Request:
Can you transcribe every entry word for word, skipping the images?
(begin)
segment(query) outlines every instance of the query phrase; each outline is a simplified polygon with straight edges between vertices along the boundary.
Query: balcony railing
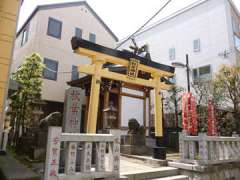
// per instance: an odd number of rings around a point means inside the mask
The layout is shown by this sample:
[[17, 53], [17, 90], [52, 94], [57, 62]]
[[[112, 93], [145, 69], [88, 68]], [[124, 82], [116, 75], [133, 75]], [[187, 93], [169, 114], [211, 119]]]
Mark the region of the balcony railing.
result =
[[200, 134], [179, 136], [181, 161], [191, 164], [220, 164], [240, 161], [240, 138]]
[[[65, 153], [60, 153], [64, 143]], [[95, 149], [93, 148], [95, 145]], [[77, 156], [78, 147], [80, 156]], [[95, 152], [93, 152], [93, 149]], [[108, 150], [108, 154], [106, 153]], [[95, 165], [92, 164], [95, 155]], [[64, 156], [64, 157], [60, 157]], [[80, 157], [80, 171], [76, 172], [76, 159]], [[60, 173], [60, 158], [65, 160], [64, 173]], [[108, 160], [108, 162], [106, 161]], [[45, 165], [45, 180], [118, 178], [120, 167], [120, 131], [110, 134], [62, 133], [61, 127], [50, 127]]]

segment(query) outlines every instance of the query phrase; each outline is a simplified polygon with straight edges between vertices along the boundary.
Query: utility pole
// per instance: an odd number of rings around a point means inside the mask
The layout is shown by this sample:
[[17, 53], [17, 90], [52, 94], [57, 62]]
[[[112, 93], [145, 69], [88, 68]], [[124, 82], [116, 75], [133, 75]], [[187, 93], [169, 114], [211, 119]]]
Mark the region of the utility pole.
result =
[[[12, 63], [13, 47], [16, 36], [16, 27], [19, 7], [22, 0], [0, 1], [0, 142], [4, 130], [4, 110], [8, 95], [8, 81]], [[0, 151], [2, 150], [0, 143]]]

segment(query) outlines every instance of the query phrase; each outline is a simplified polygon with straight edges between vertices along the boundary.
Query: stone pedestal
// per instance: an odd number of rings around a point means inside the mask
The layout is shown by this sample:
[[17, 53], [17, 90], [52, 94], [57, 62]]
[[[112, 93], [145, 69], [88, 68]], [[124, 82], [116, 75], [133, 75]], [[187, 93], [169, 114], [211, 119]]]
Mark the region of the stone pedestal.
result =
[[121, 153], [151, 155], [152, 149], [146, 146], [144, 135], [129, 134], [121, 137]]

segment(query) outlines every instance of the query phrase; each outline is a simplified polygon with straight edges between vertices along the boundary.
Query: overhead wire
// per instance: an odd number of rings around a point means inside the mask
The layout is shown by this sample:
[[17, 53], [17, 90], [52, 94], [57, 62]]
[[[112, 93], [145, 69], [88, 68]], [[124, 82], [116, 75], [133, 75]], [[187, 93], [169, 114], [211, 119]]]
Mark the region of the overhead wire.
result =
[[140, 32], [150, 21], [152, 21], [167, 5], [171, 2], [172, 0], [168, 0], [151, 18], [149, 18], [140, 28], [138, 28], [134, 33], [132, 33], [127, 39], [122, 41], [115, 49], [118, 49], [121, 47], [123, 44], [125, 44], [128, 40], [130, 40], [132, 37], [134, 37], [135, 34]]
[[[172, 0], [168, 0], [151, 18], [149, 18], [140, 28], [138, 28], [134, 33], [132, 33], [127, 39], [122, 41], [115, 49], [118, 49], [121, 47], [124, 43], [126, 43], [129, 39], [131, 39], [135, 34], [137, 34], [139, 31], [141, 31], [150, 21], [152, 21], [163, 9], [171, 2]], [[58, 74], [67, 74], [67, 73], [73, 73], [77, 71], [55, 71], [53, 69], [50, 69], [48, 67], [45, 67], [50, 72], [58, 73]]]

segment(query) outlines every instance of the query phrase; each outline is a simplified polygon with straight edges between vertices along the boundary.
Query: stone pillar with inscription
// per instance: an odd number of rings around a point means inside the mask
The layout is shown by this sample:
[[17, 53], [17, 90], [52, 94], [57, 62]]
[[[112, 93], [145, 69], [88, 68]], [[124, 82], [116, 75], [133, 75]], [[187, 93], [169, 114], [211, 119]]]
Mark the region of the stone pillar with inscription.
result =
[[63, 131], [80, 133], [81, 109], [84, 93], [80, 88], [70, 87], [65, 93]]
(end)
Output below:
segment(query) outlines every instance of the query phrase; each outline is a simplified polygon with straight edges between vertices along the boundary.
Query: balcony railing
// per instance: an odd number of rings around a point means inside the mask
The layout is shown by this sample:
[[17, 53], [17, 90], [52, 94], [57, 62]]
[[[112, 93], [145, 69], [88, 68]], [[124, 82], [116, 75], [133, 75]], [[187, 93], [169, 114], [211, 119]]]
Mark the region of the balcony railing.
result =
[[200, 134], [179, 136], [181, 161], [191, 164], [220, 164], [240, 161], [240, 138]]
[[[65, 153], [60, 153], [64, 143]], [[95, 149], [93, 148], [95, 145]], [[77, 156], [78, 147], [80, 156]], [[95, 152], [93, 152], [93, 149]], [[108, 150], [108, 154], [106, 153]], [[95, 165], [92, 164], [95, 155]], [[64, 156], [64, 157], [60, 157]], [[80, 157], [80, 171], [76, 172], [76, 159]], [[60, 173], [60, 158], [65, 160], [64, 173]], [[108, 160], [108, 162], [106, 161]], [[45, 165], [45, 180], [118, 178], [120, 167], [120, 131], [110, 134], [62, 133], [61, 127], [50, 127]]]

segment(query) outlines every instance of the query phrase; each outline is a simplified polygon with straight edges between vertices along the boundary.
Query: utility pole
// per instance: an odd number of rings around a point means inside the mask
The layout is shown by this sample:
[[17, 53], [17, 90], [52, 94], [57, 62]]
[[[112, 93], [145, 69], [88, 68]], [[124, 82], [116, 75], [133, 75]], [[187, 93], [169, 114], [211, 119]]]
Mark the region of the utility pole.
result =
[[[12, 63], [13, 47], [16, 36], [16, 27], [19, 7], [22, 0], [0, 1], [0, 142], [4, 130], [4, 110], [8, 95], [8, 81]], [[0, 151], [2, 150], [0, 143]]]

segment(query) outlines every instance of the query phrase; each outline is a simplified polygon with straight edges between vertices along the boundary.
Query: stone pedestal
// per instance: an odd number of rings around a point means inside the mask
The layout is shown by this sample:
[[17, 53], [17, 90], [52, 94], [57, 62]]
[[[112, 93], [145, 69], [88, 68]], [[124, 82], [116, 75], [133, 75]], [[187, 93], [169, 114], [211, 119]]]
Mark the region of the stone pedestal.
result =
[[121, 153], [151, 155], [152, 149], [146, 146], [144, 135], [129, 134], [121, 137]]

segment(query) outlines every instance of the query phrase; each outline is a simplified polygon with straight edges between vertices along the boundary.
Query: overhead wire
// per instance: an odd number of rings around a point means inside the mask
The layout is shown by this sample:
[[17, 53], [17, 90], [52, 94], [57, 62]]
[[[112, 93], [145, 69], [88, 68]], [[124, 82], [116, 75], [133, 75]], [[187, 93], [169, 114], [211, 119]]]
Mark the region of the overhead wire.
result =
[[140, 32], [150, 21], [152, 21], [167, 5], [171, 2], [172, 0], [168, 0], [151, 18], [149, 18], [140, 28], [138, 28], [134, 33], [132, 33], [127, 39], [122, 41], [115, 49], [118, 49], [121, 47], [123, 44], [125, 44], [128, 40], [130, 40], [132, 37], [134, 37], [135, 34]]
[[[172, 0], [168, 0], [151, 18], [149, 18], [140, 28], [138, 28], [134, 33], [132, 33], [127, 39], [122, 41], [115, 49], [118, 49], [121, 47], [124, 43], [126, 43], [129, 39], [131, 39], [135, 34], [137, 34], [139, 31], [141, 31], [150, 21], [152, 21], [163, 9], [171, 2]], [[58, 74], [67, 74], [67, 73], [73, 73], [77, 71], [55, 71], [53, 69], [50, 69], [48, 67], [45, 67], [50, 72], [58, 73]]]

segment(query) outlines every instance of the query phrase; each outline is a simplified polygon with straight edges between vertices along the boundary.
Query: stone pillar with inscription
// per instance: an odd number of rings around a point means inside the mask
The layout is shown by this sample:
[[17, 53], [17, 90], [52, 94], [57, 62]]
[[[112, 93], [145, 69], [88, 68]], [[124, 82], [116, 75], [133, 75]], [[187, 93], [169, 114], [211, 119]]]
Mark the region of the stone pillar with inscription.
result =
[[63, 131], [80, 133], [81, 109], [84, 93], [80, 88], [70, 87], [65, 93]]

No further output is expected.